**TASK ITEM**
Take the line containing "Phrase: player's outstretched arm" and every line after it in the data below, and print them exactly as given, with nothing else.
[Opening INPUT MATERIAL section]
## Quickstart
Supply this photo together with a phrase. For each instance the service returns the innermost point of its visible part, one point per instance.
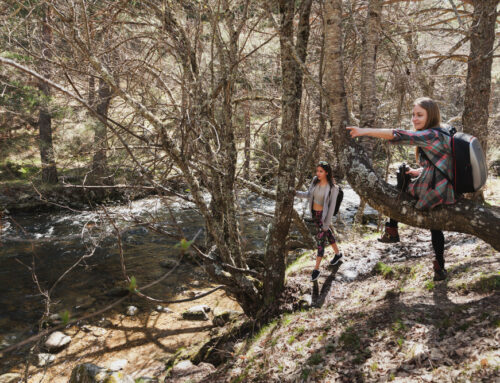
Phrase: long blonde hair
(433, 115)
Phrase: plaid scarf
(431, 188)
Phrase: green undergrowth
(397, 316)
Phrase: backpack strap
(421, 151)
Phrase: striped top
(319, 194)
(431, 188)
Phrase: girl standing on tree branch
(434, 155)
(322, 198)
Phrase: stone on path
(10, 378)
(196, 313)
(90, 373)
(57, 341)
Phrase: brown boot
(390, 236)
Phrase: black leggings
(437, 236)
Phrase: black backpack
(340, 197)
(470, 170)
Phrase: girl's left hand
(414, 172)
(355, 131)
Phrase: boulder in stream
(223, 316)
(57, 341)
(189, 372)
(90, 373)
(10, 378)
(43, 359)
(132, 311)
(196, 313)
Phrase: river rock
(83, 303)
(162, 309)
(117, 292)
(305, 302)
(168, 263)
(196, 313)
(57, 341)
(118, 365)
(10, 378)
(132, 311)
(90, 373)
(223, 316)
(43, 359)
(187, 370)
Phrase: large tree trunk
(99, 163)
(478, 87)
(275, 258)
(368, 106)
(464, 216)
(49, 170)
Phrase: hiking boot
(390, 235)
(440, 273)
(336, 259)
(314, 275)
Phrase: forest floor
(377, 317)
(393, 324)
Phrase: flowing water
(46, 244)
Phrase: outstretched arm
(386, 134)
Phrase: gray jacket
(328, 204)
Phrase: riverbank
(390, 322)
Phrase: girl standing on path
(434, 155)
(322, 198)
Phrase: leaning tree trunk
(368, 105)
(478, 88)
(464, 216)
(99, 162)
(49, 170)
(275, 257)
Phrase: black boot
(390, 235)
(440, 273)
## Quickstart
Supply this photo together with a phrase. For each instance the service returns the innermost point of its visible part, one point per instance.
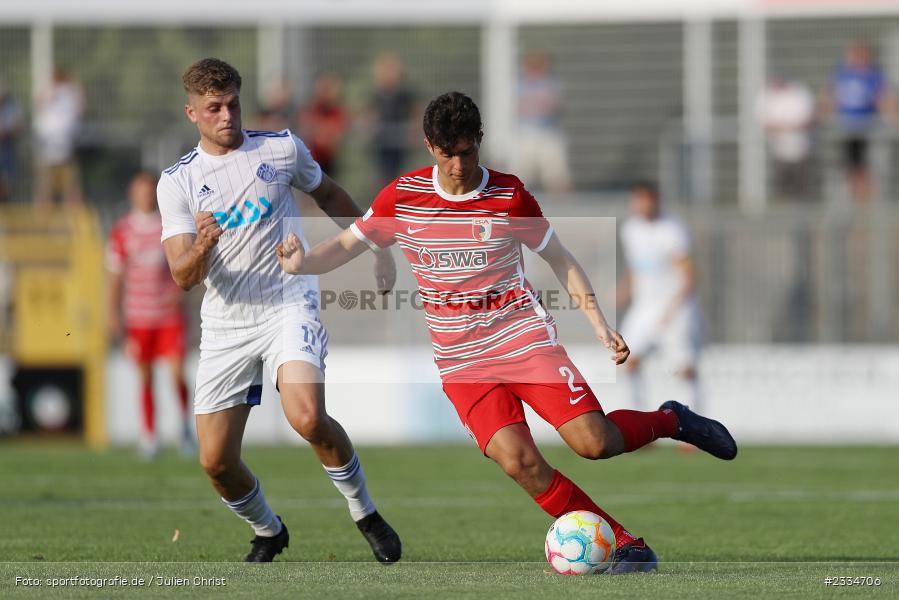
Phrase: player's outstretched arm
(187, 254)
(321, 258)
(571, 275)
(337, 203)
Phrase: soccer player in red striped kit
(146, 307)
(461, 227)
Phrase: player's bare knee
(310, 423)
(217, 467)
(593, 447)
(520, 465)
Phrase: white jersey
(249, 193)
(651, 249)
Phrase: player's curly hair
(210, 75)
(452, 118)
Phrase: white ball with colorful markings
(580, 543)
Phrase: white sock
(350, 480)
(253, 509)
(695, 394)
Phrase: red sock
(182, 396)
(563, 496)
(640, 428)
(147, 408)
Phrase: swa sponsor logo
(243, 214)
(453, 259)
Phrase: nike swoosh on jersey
[Closing INPUT MATERIAL section]
**REPLY TO THE EXERCISE**
Phrase: player's outstretched arm
(187, 254)
(321, 258)
(571, 275)
(337, 203)
Phrase: soccer player in red striped kit
(146, 307)
(461, 227)
Phrase: player's bare knee
(310, 423)
(217, 467)
(593, 447)
(520, 465)
Phrase: white jersey
(249, 193)
(651, 249)
Phrase: player's curly hair
(210, 75)
(452, 118)
Phrase: white ball with colorful markings
(580, 543)
Phrase: white sock
(350, 480)
(253, 509)
(695, 394)
Phrase: red sock
(182, 396)
(563, 496)
(640, 428)
(147, 408)
Phrase: swa sponsor logo
(243, 214)
(453, 259)
Phrase: nike swoosh on jersey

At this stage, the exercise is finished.